Mexican bobcats, who live in at least 27 of Mexico’s 32 states, are the smallest of their kind — about twice the size of a house cat. They have more spots than their northern cousins but the same distinctive, face-framing tufts of fur, and are at risk from illegal trade, hunting, habitat loss, urbanization, vehicle collisions, and the U.S. border wall.
“Mexico must include bobcats as a species at risk so we can learn more about their status and save these beautiful animals from extinction,” said Alejandro Olivera, a senior scientist and Mexico representative at the Center. “Mexican authorities grant dozens of bobcat hunting permits every year, all while these cats are illegally trafficked on social media platforms.”
Help us fight for bobcats and other species with a gift to our Saving Life on Earth Fund.
Lifesaving Protection Decisions for 11 Species
Thanks to petitions and lawsuits by the Center, in the past eight days almost a dozen species have won Endangered Species Act protection or moved closer to it.
Forty-one years after declaring them worthy of federal help, the U.S. Fish and Wildlife Service has finally proposed to protect Texas kangaroo rats and two aquifer-dwelling Texas catfish species following Center lawsuits. It also proposed to protect nearly 600,000 acres of critical habitat for the adorable k-rats, who have external cheek pouches for gathering grass seeds and long hind legs for leaping.

▶ DATASET RECORDS:
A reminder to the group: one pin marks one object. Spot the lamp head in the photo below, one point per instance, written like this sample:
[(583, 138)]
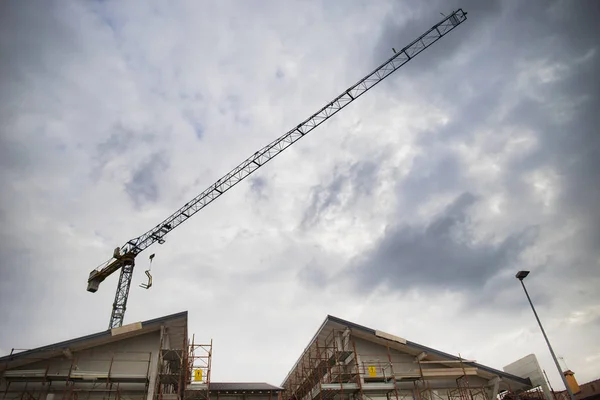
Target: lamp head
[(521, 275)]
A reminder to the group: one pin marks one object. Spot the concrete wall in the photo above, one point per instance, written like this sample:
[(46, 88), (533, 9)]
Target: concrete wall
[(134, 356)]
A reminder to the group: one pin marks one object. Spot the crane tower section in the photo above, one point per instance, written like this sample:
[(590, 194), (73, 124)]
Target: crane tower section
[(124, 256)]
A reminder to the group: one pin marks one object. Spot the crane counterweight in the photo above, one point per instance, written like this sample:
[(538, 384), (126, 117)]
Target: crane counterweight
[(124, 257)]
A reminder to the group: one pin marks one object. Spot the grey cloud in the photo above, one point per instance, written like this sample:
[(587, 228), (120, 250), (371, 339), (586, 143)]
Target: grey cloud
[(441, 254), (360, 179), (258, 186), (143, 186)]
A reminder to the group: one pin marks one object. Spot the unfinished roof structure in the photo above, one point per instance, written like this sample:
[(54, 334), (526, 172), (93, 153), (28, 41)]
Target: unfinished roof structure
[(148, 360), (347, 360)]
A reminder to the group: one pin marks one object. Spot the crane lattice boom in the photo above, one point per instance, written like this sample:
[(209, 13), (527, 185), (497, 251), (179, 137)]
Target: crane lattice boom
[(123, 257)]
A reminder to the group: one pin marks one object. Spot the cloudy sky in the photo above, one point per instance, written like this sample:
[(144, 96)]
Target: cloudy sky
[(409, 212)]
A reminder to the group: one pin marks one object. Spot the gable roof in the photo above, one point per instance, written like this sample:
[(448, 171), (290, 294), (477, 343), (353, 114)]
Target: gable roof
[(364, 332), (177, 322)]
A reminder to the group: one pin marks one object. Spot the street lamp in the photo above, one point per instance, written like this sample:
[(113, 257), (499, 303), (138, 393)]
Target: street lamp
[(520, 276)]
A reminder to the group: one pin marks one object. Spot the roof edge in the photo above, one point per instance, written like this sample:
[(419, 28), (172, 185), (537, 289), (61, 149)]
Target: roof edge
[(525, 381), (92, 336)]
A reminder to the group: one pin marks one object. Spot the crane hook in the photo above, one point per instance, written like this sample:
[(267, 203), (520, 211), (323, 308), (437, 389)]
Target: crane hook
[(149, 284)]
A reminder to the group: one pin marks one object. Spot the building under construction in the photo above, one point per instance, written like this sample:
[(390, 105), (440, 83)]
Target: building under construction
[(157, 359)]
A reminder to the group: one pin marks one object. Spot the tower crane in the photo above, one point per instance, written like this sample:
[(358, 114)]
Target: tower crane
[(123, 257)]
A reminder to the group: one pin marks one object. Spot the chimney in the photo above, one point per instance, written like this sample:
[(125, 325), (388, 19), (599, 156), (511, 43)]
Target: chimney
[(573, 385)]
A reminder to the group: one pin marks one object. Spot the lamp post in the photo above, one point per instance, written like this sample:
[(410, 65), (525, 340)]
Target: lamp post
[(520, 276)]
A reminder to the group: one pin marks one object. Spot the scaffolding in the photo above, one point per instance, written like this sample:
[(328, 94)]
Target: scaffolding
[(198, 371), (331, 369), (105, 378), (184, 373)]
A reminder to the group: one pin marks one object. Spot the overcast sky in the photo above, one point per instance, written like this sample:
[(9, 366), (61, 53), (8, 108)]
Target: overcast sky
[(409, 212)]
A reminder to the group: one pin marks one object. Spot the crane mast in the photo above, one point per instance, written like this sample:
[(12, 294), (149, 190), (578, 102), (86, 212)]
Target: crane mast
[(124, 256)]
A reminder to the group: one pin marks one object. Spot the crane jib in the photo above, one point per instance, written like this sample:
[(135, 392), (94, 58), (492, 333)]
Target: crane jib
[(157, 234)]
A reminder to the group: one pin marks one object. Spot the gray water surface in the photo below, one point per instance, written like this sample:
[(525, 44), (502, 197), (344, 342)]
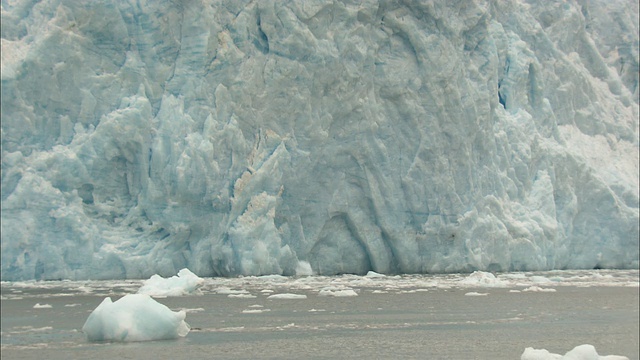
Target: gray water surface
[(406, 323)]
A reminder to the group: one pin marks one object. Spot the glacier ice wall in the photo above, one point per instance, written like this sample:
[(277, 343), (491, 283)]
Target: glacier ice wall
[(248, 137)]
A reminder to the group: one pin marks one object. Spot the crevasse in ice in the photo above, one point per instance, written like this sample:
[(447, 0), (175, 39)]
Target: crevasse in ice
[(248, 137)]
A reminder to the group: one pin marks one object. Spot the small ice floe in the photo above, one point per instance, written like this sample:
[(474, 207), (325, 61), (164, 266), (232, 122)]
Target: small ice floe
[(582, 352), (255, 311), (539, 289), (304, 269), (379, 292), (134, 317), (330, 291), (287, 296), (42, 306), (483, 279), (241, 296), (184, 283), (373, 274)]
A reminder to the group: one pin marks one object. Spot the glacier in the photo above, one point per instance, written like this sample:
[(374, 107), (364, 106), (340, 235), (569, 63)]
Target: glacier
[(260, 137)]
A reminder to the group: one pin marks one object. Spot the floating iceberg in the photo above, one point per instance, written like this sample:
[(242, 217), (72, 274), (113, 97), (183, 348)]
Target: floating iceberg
==
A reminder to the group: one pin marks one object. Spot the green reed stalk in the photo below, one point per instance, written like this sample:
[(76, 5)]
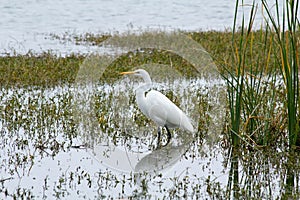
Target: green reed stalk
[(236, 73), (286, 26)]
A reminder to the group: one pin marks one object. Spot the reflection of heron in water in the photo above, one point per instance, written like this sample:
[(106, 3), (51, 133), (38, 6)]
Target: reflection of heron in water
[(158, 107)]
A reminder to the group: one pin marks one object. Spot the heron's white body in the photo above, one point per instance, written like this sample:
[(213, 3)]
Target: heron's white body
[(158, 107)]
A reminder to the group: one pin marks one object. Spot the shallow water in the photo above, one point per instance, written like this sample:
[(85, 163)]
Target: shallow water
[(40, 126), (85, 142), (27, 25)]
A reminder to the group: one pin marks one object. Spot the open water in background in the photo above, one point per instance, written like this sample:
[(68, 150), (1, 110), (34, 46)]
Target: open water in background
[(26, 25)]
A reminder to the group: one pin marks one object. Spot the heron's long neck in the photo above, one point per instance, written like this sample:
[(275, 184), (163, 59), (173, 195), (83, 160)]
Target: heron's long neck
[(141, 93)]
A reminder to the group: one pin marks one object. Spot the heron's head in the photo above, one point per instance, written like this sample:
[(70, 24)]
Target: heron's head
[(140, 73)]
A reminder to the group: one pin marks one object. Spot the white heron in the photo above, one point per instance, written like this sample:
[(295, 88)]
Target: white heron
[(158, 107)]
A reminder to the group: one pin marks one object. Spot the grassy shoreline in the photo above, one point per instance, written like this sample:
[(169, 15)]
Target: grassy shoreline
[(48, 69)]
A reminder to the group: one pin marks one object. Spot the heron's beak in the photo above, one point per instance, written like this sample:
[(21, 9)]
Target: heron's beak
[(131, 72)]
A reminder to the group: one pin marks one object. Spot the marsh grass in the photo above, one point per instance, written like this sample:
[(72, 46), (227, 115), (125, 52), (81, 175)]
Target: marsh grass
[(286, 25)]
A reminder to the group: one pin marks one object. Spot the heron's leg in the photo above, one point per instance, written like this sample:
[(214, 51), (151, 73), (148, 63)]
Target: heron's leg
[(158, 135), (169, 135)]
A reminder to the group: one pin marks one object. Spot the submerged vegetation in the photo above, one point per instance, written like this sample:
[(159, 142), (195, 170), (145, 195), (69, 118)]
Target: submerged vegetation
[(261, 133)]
---
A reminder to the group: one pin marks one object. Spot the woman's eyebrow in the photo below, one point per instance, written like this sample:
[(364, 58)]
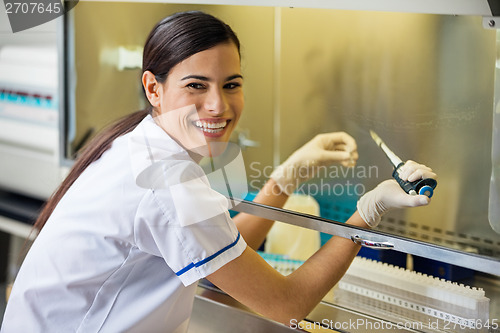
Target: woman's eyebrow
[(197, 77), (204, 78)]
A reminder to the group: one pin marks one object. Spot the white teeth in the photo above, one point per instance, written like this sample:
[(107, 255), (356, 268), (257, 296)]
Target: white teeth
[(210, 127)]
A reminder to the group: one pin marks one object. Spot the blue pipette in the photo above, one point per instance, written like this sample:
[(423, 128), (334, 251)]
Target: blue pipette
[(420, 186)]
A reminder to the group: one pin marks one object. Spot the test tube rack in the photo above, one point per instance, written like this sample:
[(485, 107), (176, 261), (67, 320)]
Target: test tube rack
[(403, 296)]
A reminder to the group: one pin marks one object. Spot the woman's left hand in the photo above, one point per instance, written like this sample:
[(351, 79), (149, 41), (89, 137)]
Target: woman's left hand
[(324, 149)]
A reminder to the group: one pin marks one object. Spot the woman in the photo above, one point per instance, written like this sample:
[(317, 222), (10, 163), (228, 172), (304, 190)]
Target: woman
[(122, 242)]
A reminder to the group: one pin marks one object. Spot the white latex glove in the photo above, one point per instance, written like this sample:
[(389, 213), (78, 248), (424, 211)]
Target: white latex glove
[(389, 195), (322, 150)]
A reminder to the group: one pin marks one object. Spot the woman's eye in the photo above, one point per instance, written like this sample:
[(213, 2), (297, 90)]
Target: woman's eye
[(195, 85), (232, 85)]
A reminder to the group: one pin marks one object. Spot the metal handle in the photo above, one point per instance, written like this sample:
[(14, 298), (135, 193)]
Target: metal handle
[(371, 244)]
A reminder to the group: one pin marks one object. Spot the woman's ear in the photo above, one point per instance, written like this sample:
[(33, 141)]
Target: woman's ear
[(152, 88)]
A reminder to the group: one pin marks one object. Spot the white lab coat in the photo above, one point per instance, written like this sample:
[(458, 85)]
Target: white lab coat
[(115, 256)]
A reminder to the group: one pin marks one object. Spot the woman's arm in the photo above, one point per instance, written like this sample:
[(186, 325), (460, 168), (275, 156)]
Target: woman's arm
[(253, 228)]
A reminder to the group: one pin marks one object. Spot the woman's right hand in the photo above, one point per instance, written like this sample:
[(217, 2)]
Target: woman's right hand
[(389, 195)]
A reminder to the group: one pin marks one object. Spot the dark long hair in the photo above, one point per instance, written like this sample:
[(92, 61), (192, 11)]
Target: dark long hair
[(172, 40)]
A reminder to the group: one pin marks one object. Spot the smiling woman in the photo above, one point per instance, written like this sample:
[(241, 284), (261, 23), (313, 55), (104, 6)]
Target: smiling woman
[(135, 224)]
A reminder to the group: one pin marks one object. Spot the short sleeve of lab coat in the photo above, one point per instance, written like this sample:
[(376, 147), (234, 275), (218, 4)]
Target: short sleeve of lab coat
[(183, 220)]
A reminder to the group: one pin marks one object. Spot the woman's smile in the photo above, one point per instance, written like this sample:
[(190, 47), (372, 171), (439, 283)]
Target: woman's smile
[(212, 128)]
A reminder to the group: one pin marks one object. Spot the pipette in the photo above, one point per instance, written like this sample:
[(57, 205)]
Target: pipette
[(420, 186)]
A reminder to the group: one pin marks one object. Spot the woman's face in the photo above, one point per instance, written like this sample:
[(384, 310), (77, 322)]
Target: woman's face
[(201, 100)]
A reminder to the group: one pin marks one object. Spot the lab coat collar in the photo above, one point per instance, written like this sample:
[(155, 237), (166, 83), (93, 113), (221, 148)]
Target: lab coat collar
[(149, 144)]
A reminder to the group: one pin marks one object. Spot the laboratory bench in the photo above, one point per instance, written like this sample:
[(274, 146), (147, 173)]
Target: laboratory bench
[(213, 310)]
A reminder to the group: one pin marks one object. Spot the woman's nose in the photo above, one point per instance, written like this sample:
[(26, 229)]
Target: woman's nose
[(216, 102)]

▶ EXERCISE INSTRUCTIONS:
a - In the wildlife passage, how many of Mexico's states are Mexican bobcats said to live in?
b - List every threat to Mexican bobcats that the wildlife passage names.
c - Pick up the wildlife passage right after its last sentence and carry it on.

▶ EXERCISE RESULTS:
a - At least 27 of Mexico's 32 states.

b - Illegal trade, hunting, habitat loss, urbanization, vehicle collisions, the U.S. border wall

c -
After another Center petition and lawsuit, the Service proposed protection for four freshwater mussels and the Brawleys Fork crayfish in the Southeast. It announced that bleached sandhill skippers — extremely rare Nevada butterflies — may soon get help. And two species we petitioned and sued over won final protection and critical habitat: the sand dune phacelia of California’s coastal dunes and magnificent ramshorn snail in North Carolina.
Underfunding is one of the Service’s main excuses for delaying urgent decisions like these. You can help change that: Tell your members of Congress to support a bill to finally give the agency the money it needs to save species.
Court Scraps Massive Montana Logging Project
Responding to a suit from the Center and partners, a court just ruled against a massive logging project in Montana that threatened an imperiled population of grizzly bears and ignored the climate harms of cutting down forests that store carbon.
The project, Black Ram, would have allowed commercial logging on nearly 4,000 acres of the Kootenai National Forest, including centuries-old trees.
“This is a great win for the wild forests and grizzlies of Montana’s spectacular Yaak Valley,” said Center Senior Attorney Ted Zukoski.
Help us to keep defending grizzlies by keeping them federally protected.
Win: Key Permit Nixed for Utah Oil Trains
A federal appeals court has rejected a permit for the proposed Uinta Basin Railway, designed to quadruple oil production in Utah’s Uinta Basin and move crude oil to Gulf Coast refineries. The agency that authorized the permit didn't fully analyze how the railway might harm the climate, wildlife, water and people.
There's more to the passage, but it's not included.